Text-to-region grounding data:

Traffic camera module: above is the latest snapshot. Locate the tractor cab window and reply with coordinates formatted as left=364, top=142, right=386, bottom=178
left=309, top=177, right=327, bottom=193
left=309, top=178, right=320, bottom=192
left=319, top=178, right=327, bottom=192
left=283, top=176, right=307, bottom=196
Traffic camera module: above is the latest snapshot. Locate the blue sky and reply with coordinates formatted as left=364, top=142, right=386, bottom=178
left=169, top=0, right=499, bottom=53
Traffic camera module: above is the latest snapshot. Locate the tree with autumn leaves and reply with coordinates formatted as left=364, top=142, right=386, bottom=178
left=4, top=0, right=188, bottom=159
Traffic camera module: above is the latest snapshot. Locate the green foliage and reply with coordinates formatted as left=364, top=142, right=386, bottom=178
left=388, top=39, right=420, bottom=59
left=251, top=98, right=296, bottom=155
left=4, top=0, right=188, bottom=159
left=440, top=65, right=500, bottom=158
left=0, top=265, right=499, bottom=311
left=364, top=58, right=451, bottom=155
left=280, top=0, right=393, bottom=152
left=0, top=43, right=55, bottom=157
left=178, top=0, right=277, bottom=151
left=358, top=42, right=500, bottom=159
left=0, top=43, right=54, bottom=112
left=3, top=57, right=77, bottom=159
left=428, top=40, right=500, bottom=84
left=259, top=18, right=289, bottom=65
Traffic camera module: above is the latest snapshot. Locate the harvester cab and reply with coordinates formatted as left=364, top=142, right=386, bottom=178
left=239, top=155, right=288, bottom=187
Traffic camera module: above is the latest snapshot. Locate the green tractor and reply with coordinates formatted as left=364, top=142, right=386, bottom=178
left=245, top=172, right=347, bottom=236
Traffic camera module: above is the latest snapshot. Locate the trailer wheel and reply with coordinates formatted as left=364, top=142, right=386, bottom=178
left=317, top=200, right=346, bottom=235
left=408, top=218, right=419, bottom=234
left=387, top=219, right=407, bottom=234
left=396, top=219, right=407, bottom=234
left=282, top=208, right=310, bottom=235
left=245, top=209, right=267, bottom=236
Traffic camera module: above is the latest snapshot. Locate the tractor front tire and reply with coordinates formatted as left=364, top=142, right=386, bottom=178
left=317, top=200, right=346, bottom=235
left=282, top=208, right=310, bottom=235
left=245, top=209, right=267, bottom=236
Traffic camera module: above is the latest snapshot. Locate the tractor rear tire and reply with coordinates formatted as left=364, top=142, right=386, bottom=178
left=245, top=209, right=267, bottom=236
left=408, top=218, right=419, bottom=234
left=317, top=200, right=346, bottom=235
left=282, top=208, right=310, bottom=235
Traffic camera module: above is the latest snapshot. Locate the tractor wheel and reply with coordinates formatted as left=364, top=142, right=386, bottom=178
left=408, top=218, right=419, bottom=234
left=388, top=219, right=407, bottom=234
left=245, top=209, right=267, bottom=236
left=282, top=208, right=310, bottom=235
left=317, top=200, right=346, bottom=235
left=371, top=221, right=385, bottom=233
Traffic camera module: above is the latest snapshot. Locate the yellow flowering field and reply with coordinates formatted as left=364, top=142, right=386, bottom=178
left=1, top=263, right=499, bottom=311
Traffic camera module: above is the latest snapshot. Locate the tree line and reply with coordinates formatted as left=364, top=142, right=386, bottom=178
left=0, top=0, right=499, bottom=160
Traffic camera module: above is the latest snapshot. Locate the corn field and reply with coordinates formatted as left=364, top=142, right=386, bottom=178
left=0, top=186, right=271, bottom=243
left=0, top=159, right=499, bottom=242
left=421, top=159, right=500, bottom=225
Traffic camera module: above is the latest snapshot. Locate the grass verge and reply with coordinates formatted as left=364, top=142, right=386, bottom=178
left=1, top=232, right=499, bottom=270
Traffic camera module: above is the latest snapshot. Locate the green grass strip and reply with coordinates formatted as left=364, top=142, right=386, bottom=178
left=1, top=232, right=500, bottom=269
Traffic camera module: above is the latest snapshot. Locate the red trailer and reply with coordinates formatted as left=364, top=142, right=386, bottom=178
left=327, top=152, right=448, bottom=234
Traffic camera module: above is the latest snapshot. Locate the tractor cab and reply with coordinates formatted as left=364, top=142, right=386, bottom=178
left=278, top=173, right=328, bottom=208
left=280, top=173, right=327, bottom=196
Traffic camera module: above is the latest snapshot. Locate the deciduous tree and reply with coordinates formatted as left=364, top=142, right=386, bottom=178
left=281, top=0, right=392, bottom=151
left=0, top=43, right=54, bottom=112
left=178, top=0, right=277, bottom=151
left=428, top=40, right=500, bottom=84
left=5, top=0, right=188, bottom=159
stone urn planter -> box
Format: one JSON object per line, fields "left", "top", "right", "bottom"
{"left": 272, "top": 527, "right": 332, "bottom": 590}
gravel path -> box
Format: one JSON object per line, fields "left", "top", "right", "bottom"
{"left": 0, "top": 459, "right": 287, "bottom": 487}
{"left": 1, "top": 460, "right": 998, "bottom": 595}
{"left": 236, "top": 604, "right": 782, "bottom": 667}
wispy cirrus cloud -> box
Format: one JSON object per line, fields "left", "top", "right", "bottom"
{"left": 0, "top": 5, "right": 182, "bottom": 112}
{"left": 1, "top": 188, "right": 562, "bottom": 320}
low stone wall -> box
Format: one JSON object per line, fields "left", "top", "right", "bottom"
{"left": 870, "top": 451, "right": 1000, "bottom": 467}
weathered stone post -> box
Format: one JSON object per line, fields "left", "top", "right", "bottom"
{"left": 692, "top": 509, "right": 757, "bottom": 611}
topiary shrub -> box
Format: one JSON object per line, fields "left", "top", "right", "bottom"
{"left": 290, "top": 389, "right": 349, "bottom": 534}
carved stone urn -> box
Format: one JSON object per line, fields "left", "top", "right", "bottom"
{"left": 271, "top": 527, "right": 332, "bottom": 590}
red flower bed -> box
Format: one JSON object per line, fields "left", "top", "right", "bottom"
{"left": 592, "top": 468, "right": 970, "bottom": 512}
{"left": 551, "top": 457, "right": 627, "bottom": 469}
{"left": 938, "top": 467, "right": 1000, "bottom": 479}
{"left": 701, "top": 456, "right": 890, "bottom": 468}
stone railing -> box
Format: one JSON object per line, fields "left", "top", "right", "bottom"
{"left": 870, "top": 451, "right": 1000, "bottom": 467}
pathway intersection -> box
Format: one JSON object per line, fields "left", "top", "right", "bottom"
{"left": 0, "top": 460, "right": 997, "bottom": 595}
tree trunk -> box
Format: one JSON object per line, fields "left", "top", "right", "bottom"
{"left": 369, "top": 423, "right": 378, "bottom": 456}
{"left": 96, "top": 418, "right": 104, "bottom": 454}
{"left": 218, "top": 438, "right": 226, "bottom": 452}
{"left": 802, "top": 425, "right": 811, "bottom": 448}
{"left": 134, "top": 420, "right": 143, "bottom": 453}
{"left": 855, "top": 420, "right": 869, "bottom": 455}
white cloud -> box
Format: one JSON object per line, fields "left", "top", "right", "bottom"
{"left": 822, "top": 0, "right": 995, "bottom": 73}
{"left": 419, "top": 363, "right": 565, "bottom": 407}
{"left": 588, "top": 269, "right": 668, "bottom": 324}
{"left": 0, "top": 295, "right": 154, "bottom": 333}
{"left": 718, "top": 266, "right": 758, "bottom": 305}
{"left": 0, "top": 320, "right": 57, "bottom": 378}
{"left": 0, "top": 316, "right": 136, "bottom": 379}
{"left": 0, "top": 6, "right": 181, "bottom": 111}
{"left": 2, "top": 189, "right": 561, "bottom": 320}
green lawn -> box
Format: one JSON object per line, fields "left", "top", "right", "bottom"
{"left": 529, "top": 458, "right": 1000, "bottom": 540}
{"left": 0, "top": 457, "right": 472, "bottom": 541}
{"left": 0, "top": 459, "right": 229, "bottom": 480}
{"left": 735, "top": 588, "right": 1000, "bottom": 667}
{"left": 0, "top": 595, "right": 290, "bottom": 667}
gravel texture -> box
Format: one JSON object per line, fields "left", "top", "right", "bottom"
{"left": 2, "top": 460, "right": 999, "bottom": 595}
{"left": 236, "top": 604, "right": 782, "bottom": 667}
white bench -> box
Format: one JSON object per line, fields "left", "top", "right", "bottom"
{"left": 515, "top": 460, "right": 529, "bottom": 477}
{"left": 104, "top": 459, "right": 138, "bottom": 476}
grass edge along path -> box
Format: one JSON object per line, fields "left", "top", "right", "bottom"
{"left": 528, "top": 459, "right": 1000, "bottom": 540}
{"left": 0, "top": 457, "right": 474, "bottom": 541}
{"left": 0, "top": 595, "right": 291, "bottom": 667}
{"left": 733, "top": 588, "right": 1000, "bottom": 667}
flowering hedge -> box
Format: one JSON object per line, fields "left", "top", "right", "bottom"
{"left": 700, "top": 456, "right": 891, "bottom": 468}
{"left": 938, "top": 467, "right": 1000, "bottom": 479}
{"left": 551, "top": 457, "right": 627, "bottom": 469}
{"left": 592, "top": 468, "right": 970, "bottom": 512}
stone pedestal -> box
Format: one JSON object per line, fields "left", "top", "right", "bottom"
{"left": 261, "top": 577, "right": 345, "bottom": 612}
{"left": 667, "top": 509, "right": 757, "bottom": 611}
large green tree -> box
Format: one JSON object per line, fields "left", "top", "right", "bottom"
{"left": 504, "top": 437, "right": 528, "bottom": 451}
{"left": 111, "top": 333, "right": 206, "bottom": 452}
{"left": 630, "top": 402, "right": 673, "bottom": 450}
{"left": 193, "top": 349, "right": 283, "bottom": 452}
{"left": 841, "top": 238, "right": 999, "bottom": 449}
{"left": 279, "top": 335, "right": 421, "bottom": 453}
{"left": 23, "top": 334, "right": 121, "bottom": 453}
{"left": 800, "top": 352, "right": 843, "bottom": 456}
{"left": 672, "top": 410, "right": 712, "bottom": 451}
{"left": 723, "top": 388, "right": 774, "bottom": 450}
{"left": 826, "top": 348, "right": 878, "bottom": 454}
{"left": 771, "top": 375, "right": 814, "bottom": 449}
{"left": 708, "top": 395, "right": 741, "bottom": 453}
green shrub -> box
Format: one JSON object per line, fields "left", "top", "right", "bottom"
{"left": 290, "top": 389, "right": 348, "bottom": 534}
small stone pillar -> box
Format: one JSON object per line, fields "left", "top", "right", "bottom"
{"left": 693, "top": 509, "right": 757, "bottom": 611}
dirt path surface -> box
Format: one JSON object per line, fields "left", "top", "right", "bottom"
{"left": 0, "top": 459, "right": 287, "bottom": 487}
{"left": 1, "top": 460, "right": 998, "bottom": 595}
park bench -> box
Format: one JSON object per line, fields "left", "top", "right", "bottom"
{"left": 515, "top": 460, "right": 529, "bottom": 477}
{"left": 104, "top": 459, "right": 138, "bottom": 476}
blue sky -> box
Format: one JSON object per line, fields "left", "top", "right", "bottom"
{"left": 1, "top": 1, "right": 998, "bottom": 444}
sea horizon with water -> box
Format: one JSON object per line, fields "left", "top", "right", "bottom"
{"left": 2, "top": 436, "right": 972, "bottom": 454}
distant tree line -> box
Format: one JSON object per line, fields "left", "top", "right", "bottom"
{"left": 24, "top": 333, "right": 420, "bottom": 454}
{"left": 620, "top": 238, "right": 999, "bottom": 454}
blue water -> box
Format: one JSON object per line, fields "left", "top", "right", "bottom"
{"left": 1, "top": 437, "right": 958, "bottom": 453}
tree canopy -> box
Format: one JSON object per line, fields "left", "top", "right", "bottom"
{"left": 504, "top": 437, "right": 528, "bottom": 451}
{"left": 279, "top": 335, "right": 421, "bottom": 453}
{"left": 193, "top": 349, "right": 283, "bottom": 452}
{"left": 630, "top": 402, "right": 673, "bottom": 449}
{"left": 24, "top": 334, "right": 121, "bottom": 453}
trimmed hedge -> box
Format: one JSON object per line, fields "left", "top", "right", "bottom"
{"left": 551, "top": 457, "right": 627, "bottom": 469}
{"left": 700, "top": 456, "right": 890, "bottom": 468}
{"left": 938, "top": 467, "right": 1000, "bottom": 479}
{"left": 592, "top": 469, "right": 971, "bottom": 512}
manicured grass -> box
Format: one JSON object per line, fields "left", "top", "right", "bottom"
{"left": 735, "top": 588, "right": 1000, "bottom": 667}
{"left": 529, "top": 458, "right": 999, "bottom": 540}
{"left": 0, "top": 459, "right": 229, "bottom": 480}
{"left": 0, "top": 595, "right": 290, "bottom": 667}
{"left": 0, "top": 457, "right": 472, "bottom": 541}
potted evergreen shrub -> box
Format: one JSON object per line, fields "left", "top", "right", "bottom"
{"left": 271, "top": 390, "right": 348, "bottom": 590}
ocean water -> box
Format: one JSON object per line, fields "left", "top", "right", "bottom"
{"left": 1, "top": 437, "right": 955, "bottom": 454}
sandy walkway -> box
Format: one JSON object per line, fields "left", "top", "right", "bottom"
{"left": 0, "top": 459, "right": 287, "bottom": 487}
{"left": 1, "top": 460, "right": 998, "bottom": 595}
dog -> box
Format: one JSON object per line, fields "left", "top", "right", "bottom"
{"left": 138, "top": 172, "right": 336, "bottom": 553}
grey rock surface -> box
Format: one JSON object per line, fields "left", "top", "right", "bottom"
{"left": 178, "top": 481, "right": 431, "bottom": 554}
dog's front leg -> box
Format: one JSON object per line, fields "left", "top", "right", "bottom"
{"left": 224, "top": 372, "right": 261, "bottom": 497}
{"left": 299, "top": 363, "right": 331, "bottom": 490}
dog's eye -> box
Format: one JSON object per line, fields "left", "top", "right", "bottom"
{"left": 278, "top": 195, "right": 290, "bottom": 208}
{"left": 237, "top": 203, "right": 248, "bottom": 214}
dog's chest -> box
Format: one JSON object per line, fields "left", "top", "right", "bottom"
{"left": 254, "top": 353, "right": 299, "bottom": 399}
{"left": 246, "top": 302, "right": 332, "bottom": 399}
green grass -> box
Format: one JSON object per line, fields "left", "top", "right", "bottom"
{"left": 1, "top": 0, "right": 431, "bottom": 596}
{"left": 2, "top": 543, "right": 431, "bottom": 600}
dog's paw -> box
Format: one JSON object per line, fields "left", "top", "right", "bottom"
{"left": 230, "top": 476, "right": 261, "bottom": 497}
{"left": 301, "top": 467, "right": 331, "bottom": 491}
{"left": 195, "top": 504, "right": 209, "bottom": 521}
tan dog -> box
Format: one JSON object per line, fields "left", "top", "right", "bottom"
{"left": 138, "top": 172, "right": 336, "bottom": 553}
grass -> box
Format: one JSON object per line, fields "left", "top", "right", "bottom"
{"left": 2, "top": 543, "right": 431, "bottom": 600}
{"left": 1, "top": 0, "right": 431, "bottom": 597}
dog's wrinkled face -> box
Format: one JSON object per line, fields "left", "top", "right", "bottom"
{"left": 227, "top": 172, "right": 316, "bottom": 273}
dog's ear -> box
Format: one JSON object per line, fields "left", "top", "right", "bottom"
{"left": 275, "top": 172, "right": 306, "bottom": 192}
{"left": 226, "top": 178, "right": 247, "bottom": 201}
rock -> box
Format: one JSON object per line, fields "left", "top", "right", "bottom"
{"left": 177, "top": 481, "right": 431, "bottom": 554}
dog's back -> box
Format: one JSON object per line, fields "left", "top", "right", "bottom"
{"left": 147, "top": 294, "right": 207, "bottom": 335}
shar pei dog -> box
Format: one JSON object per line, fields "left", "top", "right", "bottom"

■ Task to complete ■
Output the lines above between the one holding "tan dog -> box" and the one holding "dog's wrinkled face -> box", inclusive, with nothing before or after them.

■ Answer for this exercise ■
tan dog -> box
Format: one JSON object per line, fields "left", "top", "right", "bottom"
{"left": 138, "top": 172, "right": 336, "bottom": 553}
grass -> box
Format: one JSON object per line, fields "left", "top", "right", "bottom"
{"left": 2, "top": 543, "right": 431, "bottom": 600}
{"left": 1, "top": 0, "right": 431, "bottom": 597}
dog's wrinkled face -> box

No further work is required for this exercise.